## TEXT SEGMENT:
Strategies for Attracting Gen Z to Your Fitness Business

When it comes to fitness, there are so many options out there – it’s a great thing for consumers as there’s bound to be a flavour everyone enjoys. This smorgasbord of choice, however, can make retention harder than ever for fitness business owners because there’s always a bright shiny object calling your members away. In this article, we’ll discuss strategies for attracting Gen Z to your fitness business.

Are Gen Z your ideal members?

For larger fitness centres, or gyms that operate in remote locations and have very little competition, the strategy of tailoring an offering to suit everyone might be the right one. For the vast majority of businesses, competition is rife, and it’s wiser to really dial in on your target members and create a community and an offering for them that makes you irresistible. Sure, there’s logic to the thought that you should be tapping in to sections of the population who you haven’t yet connected with and finding ways to bring them through your doors. When it comes to retention, however, we know a strong sense of community is key to members sticking around, and at the end of the day, there are different strokes for different folks.

Recently, we visited the location of one of a large chain of gym franchises and chatted with the studio manager. She commented that they had  a surprisingly large cohort of their members that came from the Indian community. While the area itself was not overly dominant with people of Indian descent, their membership had organically grown that way, via member referrals. They had embraced this and were structuring some of their social events and challenges to fit in with a few key dates on the calendar that also applied to members of the Indian community.

attracting gen z to your fitness business

If you haven’t taken stock of your business to look at the demographics of your membership, now is as good a time as any. Who are your most committed members? Who are the ones that have stuck around for the longest? The ones with the highest attendance levels? The members signing up for challenges or community events that you’re involved in, time after time?

If Baby Boomers are your quiet, unassuming, stronghold – maybe it’s time to focus on how to increase their ranks. After all, it’s easier to go with the flow than turn a ship around. But, if under 30’s are already making up the majority of your numbers, strap in and let’s explore ways to get more of the Gen Z cohort on the gym floor.

## RAW DATA:

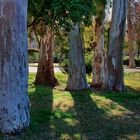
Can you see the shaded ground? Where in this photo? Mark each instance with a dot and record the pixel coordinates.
(33, 68)
(86, 115)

## YOUR ASSIGNMENT:
Reproduce the passage from the article on attracting Gen Z to a fitness business, starting at "Are Gen Z your" and ending at "for different folks.".

## EXERCISE SOLUTION:
Are Gen Z your ideal members?

For larger fitness centres, or gyms that operate in remote locations and have very little competition, the strategy of tailoring an offering to suit everyone might be the right one. For the vast majority of businesses, competition is rife, and it’s wiser to really dial in on your target members and create a community and an offering for them that makes you irresistible. Sure, there’s logic to the thought that you should be tapping in to sections of the population who you haven’t yet connected with and finding ways to bring them through your doors. When it comes to retention, however, we know a strong sense of community is key to members sticking around, and at the end of the day, there are different strokes for different folks.